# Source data
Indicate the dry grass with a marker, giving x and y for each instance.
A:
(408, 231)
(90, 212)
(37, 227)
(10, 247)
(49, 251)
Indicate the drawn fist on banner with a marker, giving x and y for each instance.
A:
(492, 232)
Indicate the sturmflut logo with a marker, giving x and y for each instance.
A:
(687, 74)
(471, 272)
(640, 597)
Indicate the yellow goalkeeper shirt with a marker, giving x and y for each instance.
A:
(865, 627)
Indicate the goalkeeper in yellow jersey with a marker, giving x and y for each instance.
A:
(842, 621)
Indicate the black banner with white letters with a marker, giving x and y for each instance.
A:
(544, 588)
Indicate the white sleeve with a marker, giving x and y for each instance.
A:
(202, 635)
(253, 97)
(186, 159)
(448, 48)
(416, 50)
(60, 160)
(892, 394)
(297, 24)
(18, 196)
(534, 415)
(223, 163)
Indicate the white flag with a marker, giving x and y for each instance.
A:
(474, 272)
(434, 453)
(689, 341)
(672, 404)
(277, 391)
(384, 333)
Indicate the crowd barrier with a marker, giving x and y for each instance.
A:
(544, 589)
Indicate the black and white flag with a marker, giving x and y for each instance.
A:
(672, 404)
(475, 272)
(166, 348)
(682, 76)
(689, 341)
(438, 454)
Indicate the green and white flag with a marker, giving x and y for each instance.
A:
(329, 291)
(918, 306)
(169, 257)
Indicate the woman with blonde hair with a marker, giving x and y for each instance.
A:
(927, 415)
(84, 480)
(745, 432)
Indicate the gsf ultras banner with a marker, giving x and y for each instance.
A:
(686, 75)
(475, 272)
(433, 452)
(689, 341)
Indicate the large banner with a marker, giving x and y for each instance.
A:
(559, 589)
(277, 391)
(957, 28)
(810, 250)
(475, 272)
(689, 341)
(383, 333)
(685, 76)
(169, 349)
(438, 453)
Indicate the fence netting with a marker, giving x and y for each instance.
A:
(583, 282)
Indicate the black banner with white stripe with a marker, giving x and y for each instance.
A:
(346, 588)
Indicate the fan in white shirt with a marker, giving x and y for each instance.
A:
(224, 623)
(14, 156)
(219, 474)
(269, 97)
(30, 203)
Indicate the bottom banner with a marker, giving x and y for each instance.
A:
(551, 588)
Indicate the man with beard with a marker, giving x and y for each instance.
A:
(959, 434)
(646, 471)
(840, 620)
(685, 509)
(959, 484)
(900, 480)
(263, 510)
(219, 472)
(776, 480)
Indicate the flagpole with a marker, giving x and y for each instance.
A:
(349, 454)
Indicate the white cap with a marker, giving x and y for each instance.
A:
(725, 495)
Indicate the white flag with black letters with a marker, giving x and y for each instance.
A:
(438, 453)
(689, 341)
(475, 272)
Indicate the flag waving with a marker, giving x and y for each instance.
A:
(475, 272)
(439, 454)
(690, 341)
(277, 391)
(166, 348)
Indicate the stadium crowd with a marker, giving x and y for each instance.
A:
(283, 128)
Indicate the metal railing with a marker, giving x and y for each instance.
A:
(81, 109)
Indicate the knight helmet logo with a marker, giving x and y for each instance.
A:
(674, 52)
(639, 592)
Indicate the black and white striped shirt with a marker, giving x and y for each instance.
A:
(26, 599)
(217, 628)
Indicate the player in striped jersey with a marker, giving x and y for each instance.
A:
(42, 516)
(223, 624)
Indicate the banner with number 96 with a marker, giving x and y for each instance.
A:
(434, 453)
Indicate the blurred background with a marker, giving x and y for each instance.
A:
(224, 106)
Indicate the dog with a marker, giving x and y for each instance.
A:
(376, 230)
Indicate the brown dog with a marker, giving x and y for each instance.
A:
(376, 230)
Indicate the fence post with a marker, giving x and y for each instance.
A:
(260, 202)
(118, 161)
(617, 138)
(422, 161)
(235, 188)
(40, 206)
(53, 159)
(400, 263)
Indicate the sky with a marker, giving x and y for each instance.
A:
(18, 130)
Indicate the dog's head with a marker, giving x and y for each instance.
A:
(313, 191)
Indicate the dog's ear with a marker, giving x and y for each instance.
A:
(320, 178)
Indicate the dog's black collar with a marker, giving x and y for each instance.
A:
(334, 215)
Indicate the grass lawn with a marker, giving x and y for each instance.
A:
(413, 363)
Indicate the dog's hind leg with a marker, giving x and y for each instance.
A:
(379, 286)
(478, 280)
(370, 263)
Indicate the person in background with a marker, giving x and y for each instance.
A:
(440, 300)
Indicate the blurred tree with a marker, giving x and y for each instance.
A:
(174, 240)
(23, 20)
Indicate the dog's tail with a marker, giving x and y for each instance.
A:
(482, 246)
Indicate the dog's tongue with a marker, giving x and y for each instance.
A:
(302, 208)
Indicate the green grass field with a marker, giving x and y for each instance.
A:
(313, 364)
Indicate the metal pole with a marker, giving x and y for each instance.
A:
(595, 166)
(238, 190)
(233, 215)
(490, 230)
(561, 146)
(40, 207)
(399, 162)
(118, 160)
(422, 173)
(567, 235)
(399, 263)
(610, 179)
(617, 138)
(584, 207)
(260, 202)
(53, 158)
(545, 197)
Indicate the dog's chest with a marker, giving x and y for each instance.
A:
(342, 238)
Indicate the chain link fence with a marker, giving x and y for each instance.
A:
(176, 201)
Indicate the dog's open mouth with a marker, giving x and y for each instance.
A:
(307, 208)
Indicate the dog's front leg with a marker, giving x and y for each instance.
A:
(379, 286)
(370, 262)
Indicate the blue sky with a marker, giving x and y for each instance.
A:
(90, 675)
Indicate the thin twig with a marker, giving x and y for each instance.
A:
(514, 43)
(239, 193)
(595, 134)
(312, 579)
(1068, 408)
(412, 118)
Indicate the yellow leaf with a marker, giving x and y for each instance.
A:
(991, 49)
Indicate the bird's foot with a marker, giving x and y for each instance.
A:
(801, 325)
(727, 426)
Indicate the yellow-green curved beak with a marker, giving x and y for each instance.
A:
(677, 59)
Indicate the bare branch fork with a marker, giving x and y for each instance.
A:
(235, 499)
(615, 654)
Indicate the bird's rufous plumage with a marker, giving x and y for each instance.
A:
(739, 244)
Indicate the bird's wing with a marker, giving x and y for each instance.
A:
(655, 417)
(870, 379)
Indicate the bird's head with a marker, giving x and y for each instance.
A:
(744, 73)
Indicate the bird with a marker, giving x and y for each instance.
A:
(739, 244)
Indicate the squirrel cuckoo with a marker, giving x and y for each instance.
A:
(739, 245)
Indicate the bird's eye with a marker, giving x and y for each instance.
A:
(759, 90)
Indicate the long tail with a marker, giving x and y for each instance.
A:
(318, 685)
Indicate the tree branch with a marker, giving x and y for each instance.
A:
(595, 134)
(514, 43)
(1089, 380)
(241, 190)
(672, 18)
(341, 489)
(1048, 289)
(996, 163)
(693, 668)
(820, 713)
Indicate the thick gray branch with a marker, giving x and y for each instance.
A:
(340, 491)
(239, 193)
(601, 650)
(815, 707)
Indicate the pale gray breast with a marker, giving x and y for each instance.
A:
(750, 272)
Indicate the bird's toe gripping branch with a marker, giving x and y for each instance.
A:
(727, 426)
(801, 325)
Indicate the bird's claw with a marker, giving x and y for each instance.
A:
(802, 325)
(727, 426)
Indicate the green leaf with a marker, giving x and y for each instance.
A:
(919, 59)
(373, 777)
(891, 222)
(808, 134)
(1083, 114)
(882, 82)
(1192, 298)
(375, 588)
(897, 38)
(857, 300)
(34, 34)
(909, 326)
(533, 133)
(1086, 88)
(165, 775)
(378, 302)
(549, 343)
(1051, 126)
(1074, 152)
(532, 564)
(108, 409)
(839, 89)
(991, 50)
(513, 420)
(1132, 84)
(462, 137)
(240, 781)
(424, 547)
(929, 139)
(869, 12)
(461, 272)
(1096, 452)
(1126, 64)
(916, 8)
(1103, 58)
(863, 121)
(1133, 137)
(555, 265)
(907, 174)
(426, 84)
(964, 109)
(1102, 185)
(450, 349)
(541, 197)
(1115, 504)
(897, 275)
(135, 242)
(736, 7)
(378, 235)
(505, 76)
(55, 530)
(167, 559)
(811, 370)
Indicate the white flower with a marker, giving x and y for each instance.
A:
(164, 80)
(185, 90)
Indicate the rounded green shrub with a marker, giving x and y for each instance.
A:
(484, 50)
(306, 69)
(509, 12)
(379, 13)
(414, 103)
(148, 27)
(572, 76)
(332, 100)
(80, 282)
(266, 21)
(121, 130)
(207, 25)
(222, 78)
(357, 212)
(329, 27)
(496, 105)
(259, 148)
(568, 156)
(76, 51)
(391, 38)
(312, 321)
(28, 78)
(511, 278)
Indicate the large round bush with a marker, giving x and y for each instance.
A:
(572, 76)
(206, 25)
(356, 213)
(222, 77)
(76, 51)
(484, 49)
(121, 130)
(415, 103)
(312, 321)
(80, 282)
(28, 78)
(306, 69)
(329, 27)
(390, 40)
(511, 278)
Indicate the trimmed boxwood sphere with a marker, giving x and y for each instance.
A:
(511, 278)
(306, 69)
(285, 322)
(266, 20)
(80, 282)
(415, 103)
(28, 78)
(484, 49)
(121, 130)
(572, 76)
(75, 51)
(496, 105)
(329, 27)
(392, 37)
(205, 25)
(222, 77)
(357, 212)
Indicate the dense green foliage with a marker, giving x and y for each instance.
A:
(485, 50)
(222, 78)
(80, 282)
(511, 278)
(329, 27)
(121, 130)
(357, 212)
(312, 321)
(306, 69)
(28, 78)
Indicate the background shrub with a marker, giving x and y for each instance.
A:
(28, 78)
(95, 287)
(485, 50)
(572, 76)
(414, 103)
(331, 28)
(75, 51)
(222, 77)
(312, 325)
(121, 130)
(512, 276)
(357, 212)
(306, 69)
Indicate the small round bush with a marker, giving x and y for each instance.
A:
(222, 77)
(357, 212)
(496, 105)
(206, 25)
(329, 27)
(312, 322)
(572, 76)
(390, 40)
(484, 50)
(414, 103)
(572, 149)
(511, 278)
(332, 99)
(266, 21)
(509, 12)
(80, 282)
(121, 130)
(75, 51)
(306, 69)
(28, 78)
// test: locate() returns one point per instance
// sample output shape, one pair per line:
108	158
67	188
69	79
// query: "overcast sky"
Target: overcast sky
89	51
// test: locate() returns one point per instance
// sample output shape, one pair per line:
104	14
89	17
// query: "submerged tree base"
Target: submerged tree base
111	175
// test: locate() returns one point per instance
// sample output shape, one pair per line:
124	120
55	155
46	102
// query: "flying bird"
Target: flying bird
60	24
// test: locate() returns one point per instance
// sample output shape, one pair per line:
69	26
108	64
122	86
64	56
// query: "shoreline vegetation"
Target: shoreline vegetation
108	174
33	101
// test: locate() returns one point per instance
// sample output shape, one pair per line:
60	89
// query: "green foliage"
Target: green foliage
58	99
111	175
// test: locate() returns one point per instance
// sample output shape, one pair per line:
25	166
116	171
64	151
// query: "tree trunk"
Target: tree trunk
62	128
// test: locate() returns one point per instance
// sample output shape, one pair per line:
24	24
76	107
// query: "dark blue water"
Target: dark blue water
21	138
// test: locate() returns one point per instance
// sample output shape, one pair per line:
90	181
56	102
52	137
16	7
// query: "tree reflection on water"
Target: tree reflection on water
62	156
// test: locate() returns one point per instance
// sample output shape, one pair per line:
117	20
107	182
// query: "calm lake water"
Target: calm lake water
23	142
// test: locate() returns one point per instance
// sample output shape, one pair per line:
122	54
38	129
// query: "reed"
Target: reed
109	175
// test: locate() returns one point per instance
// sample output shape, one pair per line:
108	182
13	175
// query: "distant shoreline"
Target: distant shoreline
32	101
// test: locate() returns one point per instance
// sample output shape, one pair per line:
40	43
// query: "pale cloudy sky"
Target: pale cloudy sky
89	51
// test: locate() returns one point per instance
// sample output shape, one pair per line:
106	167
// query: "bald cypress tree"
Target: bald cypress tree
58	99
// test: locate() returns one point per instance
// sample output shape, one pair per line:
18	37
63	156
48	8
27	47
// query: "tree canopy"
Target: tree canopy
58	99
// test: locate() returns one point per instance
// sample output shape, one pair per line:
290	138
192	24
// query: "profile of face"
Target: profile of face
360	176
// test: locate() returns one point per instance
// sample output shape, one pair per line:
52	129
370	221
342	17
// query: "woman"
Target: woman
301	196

# EXERCISE REQUIREMENTS
Report, from the entries above, each line where "head" is found.

# EXPECTED OUTPUT
Indicate the dog's head with a marker, giving x and y for each instance.
Indicate the bird's head with a marker, giving x and y for each instance.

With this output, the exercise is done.